Everything from the line containing "Pin every instance of the dark" to the final line of the records below should be given again exactly, and nothing else.
(RECORD EXTRACTS)
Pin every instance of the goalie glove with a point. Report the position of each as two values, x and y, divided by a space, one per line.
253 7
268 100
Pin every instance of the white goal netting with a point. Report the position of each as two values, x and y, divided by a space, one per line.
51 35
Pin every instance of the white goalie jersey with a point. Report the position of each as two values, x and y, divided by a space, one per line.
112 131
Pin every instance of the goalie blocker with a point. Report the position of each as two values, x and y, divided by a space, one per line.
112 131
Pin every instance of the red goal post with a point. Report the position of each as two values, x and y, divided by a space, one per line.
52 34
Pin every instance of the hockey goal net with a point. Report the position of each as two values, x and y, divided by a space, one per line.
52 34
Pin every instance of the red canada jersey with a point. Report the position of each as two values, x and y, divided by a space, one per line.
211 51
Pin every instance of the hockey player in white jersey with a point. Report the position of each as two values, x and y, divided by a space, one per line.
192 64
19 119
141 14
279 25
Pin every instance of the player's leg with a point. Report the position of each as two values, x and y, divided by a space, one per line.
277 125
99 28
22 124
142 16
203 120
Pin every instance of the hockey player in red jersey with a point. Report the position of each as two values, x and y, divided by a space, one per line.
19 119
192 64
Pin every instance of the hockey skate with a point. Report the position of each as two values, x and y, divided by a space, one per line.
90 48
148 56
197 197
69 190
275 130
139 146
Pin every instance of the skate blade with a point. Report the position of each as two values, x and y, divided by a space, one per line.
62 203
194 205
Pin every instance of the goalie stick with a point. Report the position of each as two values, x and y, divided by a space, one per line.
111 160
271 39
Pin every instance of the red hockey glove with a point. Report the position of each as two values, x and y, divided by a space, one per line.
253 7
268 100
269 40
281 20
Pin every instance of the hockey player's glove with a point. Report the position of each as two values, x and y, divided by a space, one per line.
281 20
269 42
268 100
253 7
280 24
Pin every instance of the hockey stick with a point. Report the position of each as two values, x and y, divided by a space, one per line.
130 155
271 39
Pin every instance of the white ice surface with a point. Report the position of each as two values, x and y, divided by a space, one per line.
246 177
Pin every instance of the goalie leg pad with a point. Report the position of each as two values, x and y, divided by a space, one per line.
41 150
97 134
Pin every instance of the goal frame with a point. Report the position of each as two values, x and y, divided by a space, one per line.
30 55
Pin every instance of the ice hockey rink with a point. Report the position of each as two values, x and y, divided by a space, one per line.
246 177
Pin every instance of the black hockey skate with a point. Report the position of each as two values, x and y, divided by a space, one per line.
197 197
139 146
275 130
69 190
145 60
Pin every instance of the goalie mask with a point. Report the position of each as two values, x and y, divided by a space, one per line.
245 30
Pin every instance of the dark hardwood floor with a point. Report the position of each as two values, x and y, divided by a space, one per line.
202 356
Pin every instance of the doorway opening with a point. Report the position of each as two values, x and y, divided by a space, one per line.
(End RECORD EXTRACTS)
RESPONSE -
Pin every instance of the dark hardwood floor with a point. Report the position of each as two values, x and y, divided by a space, one per line.
202 356
Pin every instance of the doorway opening with a point. Report the position of each as two values, x and y, divided by a space, one per line.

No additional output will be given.